EXERCISE DIRECTIONS
Give as output the line that contains "Do you think you could find the green shrub", followed by every remaining line of the entries, unchanged and with nothing added.

======== DATA SHOWN ========

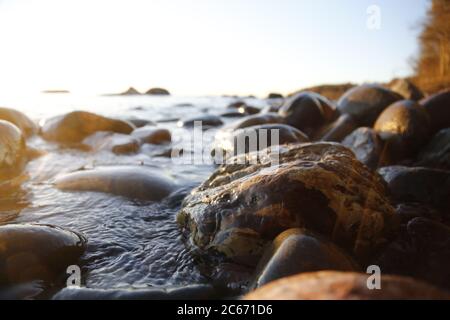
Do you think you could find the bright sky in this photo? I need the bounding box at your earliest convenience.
[0,0,429,97]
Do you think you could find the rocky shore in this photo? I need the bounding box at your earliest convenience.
[1,84,449,299]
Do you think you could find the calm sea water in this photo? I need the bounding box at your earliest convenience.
[0,93,268,292]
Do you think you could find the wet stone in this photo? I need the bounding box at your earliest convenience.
[342,127,384,170]
[374,100,431,163]
[0,120,28,181]
[420,89,450,134]
[337,84,403,126]
[415,128,450,170]
[83,132,140,154]
[177,115,224,128]
[41,111,135,143]
[244,271,450,300]
[0,224,86,285]
[178,142,396,280]
[0,107,38,138]
[252,228,359,289]
[131,126,172,145]
[55,165,177,201]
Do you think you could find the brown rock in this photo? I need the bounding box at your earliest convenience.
[374,100,431,163]
[244,271,450,300]
[131,126,171,145]
[0,120,27,181]
[316,114,358,142]
[41,111,135,143]
[0,107,38,137]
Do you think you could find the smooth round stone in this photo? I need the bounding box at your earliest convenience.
[374,100,431,163]
[378,166,450,211]
[212,124,309,159]
[0,224,86,285]
[52,284,226,300]
[178,143,396,272]
[337,84,403,126]
[387,78,424,101]
[244,271,450,300]
[83,132,140,154]
[342,127,384,169]
[316,114,358,142]
[420,89,450,134]
[0,107,38,137]
[131,126,171,145]
[278,92,330,135]
[238,105,260,115]
[55,166,177,201]
[177,115,224,128]
[374,217,450,290]
[41,111,135,143]
[145,87,170,95]
[252,229,359,289]
[0,120,27,181]
[227,101,246,109]
[226,113,285,131]
[415,128,450,170]
[394,202,443,226]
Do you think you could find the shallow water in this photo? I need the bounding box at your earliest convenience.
[0,93,270,294]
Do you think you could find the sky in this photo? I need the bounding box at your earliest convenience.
[0,0,429,97]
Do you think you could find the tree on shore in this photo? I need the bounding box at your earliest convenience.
[413,0,450,93]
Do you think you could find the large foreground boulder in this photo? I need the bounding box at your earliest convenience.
[55,166,177,201]
[244,271,450,300]
[0,224,86,285]
[178,143,397,275]
[41,111,135,143]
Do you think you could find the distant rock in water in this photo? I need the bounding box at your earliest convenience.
[55,165,177,201]
[0,107,38,137]
[40,111,135,143]
[0,120,27,181]
[145,88,170,96]
[119,87,141,95]
[41,90,70,94]
[83,132,140,154]
[178,115,224,128]
[267,93,283,99]
[131,126,171,145]
[0,224,86,285]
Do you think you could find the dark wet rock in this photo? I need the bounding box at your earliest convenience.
[415,128,450,170]
[420,89,450,133]
[55,165,177,201]
[244,271,450,300]
[267,93,283,99]
[119,87,141,95]
[41,111,135,143]
[387,78,424,101]
[374,100,431,163]
[145,88,170,95]
[131,126,171,145]
[377,166,450,211]
[278,92,333,136]
[239,105,260,115]
[178,143,396,276]
[126,118,155,128]
[226,113,285,131]
[342,127,384,169]
[82,132,140,155]
[178,115,224,128]
[252,229,359,289]
[316,114,358,142]
[337,84,403,126]
[0,224,86,285]
[227,101,246,110]
[0,107,38,137]
[220,111,246,118]
[0,120,27,181]
[52,284,228,300]
[261,104,282,114]
[394,203,443,226]
[212,124,309,159]
[374,217,450,290]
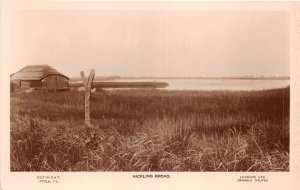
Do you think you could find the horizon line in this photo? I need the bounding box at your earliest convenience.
[69,75,290,79]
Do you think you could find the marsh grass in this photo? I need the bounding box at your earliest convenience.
[10,87,289,171]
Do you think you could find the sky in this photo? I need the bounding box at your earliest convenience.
[6,4,290,78]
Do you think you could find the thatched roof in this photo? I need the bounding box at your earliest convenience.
[11,64,69,81]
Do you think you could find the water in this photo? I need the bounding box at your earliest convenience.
[111,78,290,91]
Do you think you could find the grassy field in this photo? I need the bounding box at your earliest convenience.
[10,87,289,171]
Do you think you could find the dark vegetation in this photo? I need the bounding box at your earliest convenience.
[69,81,168,89]
[10,87,289,171]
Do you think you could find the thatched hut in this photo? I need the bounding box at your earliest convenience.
[10,64,69,92]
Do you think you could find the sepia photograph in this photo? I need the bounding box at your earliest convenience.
[8,2,290,172]
[1,0,300,190]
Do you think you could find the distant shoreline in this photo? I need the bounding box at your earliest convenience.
[70,76,290,81]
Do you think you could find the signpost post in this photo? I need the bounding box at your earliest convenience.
[80,69,95,128]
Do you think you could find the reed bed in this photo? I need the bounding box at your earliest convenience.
[10,87,289,171]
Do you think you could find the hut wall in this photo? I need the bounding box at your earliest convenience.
[43,75,69,91]
[56,76,69,90]
[19,80,42,88]
[29,80,42,87]
[11,80,42,92]
[10,80,21,92]
[10,82,18,92]
[20,81,30,88]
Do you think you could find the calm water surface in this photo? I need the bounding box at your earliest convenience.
[112,78,290,91]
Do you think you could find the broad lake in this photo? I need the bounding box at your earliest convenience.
[111,78,290,91]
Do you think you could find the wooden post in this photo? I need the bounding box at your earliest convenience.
[80,69,95,128]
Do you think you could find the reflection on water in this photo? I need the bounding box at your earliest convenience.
[111,78,290,91]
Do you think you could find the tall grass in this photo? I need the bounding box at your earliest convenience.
[10,87,289,171]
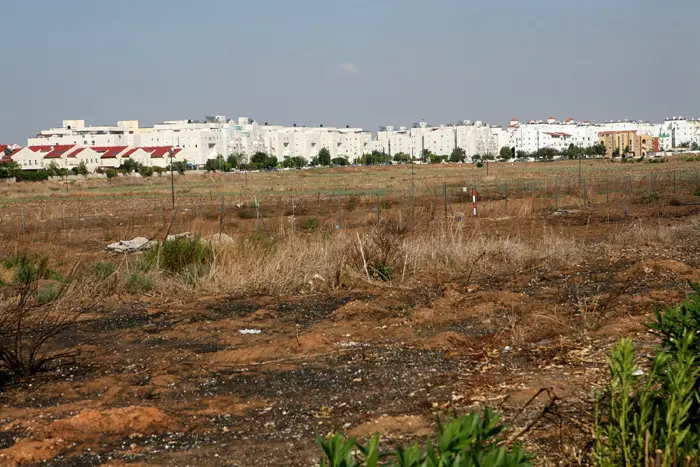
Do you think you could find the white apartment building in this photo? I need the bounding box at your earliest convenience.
[658,117,700,148]
[377,121,500,160]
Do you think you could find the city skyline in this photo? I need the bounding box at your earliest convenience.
[1,0,698,144]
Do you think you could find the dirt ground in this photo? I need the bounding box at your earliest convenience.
[1,164,700,466]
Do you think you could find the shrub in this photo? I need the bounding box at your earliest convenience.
[15,170,51,182]
[35,283,61,304]
[317,409,533,466]
[476,161,484,168]
[303,217,319,230]
[3,253,54,285]
[124,272,153,294]
[642,189,659,204]
[594,286,700,466]
[694,186,700,197]
[144,236,213,277]
[105,169,118,179]
[238,209,255,219]
[85,261,116,282]
[0,264,103,380]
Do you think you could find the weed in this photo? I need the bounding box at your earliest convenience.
[694,186,700,197]
[238,209,255,219]
[145,236,213,276]
[369,261,393,281]
[594,285,700,466]
[35,283,61,304]
[303,217,319,230]
[346,196,360,212]
[317,409,533,466]
[641,189,659,204]
[85,261,116,282]
[125,272,153,294]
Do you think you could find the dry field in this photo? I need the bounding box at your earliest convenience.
[1,158,700,466]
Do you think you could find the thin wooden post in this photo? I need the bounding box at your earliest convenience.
[504,180,508,213]
[443,183,448,220]
[291,196,295,233]
[337,194,342,229]
[21,208,24,234]
[376,192,380,224]
[219,196,225,236]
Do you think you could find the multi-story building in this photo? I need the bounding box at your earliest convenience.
[376,120,500,160]
[598,131,656,158]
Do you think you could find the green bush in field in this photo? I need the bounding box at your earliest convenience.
[125,272,153,294]
[85,261,116,281]
[317,409,533,467]
[303,217,319,230]
[594,285,700,466]
[144,236,213,277]
[35,283,61,304]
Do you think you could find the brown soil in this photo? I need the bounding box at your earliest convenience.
[1,169,699,466]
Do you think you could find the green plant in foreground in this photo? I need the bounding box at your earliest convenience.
[125,272,153,294]
[594,285,700,466]
[317,410,533,467]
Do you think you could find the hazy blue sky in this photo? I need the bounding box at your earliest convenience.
[1,0,698,143]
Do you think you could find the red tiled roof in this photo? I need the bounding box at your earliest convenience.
[122,148,139,158]
[547,116,556,120]
[67,147,86,158]
[28,145,57,153]
[44,145,76,159]
[143,146,175,158]
[565,118,574,122]
[91,146,128,159]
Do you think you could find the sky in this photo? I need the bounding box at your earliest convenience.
[1,0,699,144]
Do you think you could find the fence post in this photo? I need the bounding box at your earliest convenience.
[504,180,508,213]
[555,178,559,210]
[62,206,66,230]
[291,196,296,233]
[337,194,342,229]
[376,192,380,224]
[605,176,609,203]
[219,196,225,236]
[21,207,24,234]
[254,197,260,235]
[472,187,478,218]
[669,171,674,194]
[444,183,448,220]
[583,178,588,206]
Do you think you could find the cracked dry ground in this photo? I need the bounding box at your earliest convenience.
[2,206,700,466]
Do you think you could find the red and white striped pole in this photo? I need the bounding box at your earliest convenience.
[472,188,477,218]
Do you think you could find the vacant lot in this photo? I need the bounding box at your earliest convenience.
[1,159,700,466]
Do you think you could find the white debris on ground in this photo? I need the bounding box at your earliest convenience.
[105,237,152,253]
[105,232,197,253]
[239,329,262,335]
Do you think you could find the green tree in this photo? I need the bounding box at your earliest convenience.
[623,145,631,155]
[226,154,238,169]
[482,153,496,161]
[450,147,467,163]
[120,159,139,173]
[691,142,699,151]
[331,157,349,166]
[318,148,331,166]
[612,147,621,158]
[516,150,528,159]
[359,150,392,165]
[309,156,320,167]
[75,161,89,175]
[0,160,20,179]
[499,146,513,161]
[392,152,411,163]
[420,148,434,162]
[46,161,61,176]
[282,156,307,169]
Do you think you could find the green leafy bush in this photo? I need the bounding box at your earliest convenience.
[124,272,153,294]
[303,217,319,230]
[85,261,116,281]
[317,409,533,467]
[105,168,118,179]
[594,285,700,466]
[35,283,61,304]
[15,170,51,182]
[144,236,213,277]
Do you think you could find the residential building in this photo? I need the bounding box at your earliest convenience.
[598,131,655,158]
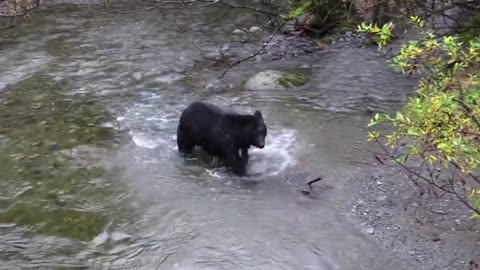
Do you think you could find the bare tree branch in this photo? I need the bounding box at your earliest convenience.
[218,19,284,79]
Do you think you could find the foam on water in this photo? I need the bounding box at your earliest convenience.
[129,130,168,149]
[205,168,224,178]
[249,127,297,176]
[204,127,296,178]
[116,92,184,168]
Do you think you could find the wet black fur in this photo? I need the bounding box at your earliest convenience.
[177,101,267,175]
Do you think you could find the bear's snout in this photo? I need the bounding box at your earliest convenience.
[255,140,265,149]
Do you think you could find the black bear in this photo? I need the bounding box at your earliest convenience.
[177,101,267,175]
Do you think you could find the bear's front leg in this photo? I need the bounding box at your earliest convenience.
[225,147,247,176]
[239,147,249,167]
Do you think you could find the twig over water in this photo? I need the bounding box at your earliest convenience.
[301,177,323,196]
[218,20,284,79]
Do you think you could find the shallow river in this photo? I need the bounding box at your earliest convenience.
[0,2,417,269]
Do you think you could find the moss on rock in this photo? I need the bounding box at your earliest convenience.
[276,72,307,88]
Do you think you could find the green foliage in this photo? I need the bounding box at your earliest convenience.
[357,16,427,51]
[367,17,480,218]
[357,22,394,50]
[287,0,355,33]
[288,0,313,19]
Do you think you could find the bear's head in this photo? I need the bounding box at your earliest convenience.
[250,110,267,149]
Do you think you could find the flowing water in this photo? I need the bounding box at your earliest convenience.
[0,2,417,269]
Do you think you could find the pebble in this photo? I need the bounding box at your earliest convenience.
[111,231,132,242]
[363,227,375,235]
[54,197,67,206]
[232,28,244,34]
[132,72,143,81]
[377,195,387,202]
[92,231,109,247]
[249,26,261,33]
[48,143,60,151]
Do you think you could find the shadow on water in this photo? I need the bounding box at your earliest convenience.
[0,2,417,270]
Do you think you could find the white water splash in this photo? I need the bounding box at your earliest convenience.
[130,131,165,149]
[249,128,297,176]
[201,128,297,178]
[117,92,183,152]
[205,169,224,178]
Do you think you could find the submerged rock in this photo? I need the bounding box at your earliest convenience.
[244,70,285,90]
[91,230,132,248]
[244,70,308,90]
[110,231,132,242]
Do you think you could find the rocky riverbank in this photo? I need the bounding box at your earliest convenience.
[259,22,480,270]
[347,162,480,270]
[265,30,370,61]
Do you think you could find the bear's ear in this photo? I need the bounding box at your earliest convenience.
[254,110,263,119]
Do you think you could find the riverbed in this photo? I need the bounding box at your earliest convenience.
[0,1,434,269]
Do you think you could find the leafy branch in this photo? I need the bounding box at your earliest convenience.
[367,17,480,219]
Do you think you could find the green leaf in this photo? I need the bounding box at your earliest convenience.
[406,129,419,136]
[396,112,405,122]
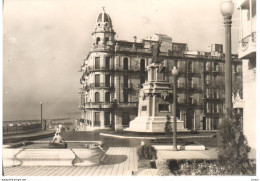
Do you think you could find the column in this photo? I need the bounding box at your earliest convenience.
[114,74,120,101]
[114,111,123,131]
[100,111,105,128]
[152,94,156,117]
[91,111,94,127]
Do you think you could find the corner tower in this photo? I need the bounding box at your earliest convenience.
[92,8,116,47]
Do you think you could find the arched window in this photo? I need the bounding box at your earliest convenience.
[95,92,100,103]
[105,92,110,102]
[96,37,100,45]
[140,59,145,72]
[123,58,128,70]
[104,37,109,45]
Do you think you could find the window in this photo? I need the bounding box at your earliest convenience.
[122,112,130,126]
[142,106,147,111]
[104,112,110,126]
[140,59,145,72]
[95,92,100,103]
[104,37,109,45]
[123,58,128,70]
[159,104,170,112]
[213,118,218,130]
[140,75,145,88]
[96,37,100,45]
[176,108,180,119]
[94,112,100,126]
[105,74,110,87]
[187,61,192,72]
[105,57,110,69]
[189,95,193,104]
[95,74,100,87]
[95,57,100,69]
[105,92,110,103]
[123,92,128,103]
[123,75,128,88]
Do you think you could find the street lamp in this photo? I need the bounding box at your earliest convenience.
[220,0,235,113]
[40,101,43,129]
[172,66,178,151]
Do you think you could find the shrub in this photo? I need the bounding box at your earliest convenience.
[217,109,253,175]
[138,159,152,169]
[137,144,157,160]
[156,160,173,176]
[167,159,256,176]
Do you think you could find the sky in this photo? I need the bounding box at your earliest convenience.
[2,0,240,121]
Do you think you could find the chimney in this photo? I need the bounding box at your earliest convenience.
[133,36,137,42]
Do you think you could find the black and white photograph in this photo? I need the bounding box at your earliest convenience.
[1,0,258,179]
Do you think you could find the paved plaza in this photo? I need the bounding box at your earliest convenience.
[3,147,138,176]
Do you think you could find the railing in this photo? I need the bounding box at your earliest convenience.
[88,66,115,72]
[84,102,115,109]
[239,31,256,51]
[252,31,256,43]
[177,100,187,104]
[90,45,113,52]
[89,83,114,89]
[121,83,133,89]
[118,102,137,107]
[3,121,42,135]
[204,95,223,99]
[177,83,185,88]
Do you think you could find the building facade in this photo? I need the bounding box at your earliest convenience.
[79,9,242,131]
[237,0,256,148]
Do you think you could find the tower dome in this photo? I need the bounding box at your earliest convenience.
[94,8,114,32]
[92,8,116,46]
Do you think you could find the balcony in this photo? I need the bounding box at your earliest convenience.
[186,83,198,90]
[177,100,187,105]
[89,83,114,89]
[203,95,223,100]
[239,31,256,59]
[118,102,137,108]
[177,83,185,89]
[88,66,115,72]
[90,45,113,52]
[84,102,115,109]
[121,83,134,89]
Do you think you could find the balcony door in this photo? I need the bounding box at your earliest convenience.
[95,74,100,87]
[122,112,130,126]
[95,57,100,69]
[94,112,100,126]
[123,75,128,88]
[104,112,110,126]
[105,74,110,87]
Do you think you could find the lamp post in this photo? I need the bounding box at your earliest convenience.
[40,101,43,129]
[172,66,178,151]
[220,0,234,113]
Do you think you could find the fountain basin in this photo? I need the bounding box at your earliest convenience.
[3,141,106,167]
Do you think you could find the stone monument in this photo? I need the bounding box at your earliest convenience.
[125,42,186,132]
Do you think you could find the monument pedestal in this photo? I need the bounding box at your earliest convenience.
[125,62,187,133]
[125,116,187,133]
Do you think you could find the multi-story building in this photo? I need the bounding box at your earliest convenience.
[237,0,256,148]
[79,9,242,131]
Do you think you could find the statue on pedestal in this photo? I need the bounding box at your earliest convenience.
[49,124,67,148]
[151,41,161,64]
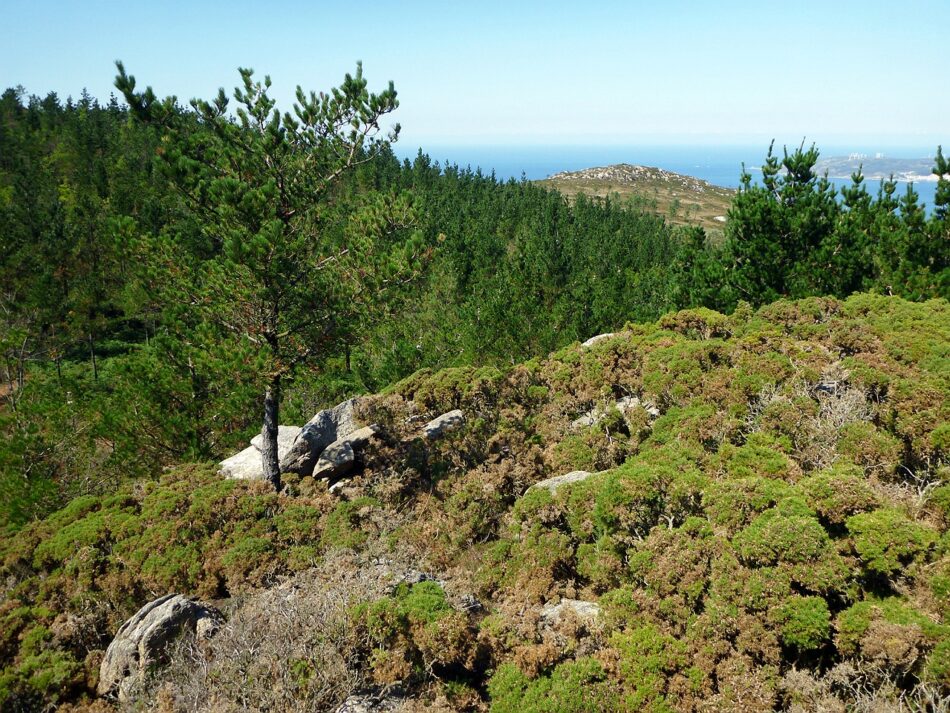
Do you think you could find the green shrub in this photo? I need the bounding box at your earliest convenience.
[362,581,454,643]
[717,432,796,481]
[800,463,879,525]
[733,509,829,566]
[647,403,723,449]
[488,658,620,713]
[550,434,597,472]
[356,581,474,685]
[924,638,950,686]
[931,483,950,520]
[321,497,379,550]
[836,421,902,476]
[774,596,831,651]
[610,624,696,711]
[846,508,937,576]
[576,536,626,590]
[835,598,946,658]
[221,536,273,582]
[704,477,792,531]
[658,308,731,340]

========

TASK RESULT
Do you think you could find the green shrub in this photo? I need the bounding box at your earliest convenience.
[362,581,454,643]
[717,432,796,481]
[800,463,879,525]
[733,509,829,566]
[647,403,723,449]
[488,658,620,713]
[550,434,597,472]
[356,581,474,685]
[924,638,950,686]
[931,483,950,520]
[321,497,379,550]
[836,421,902,476]
[774,596,831,651]
[610,624,696,711]
[846,508,937,576]
[576,536,626,590]
[835,598,946,658]
[221,536,273,582]
[704,477,792,531]
[658,308,731,340]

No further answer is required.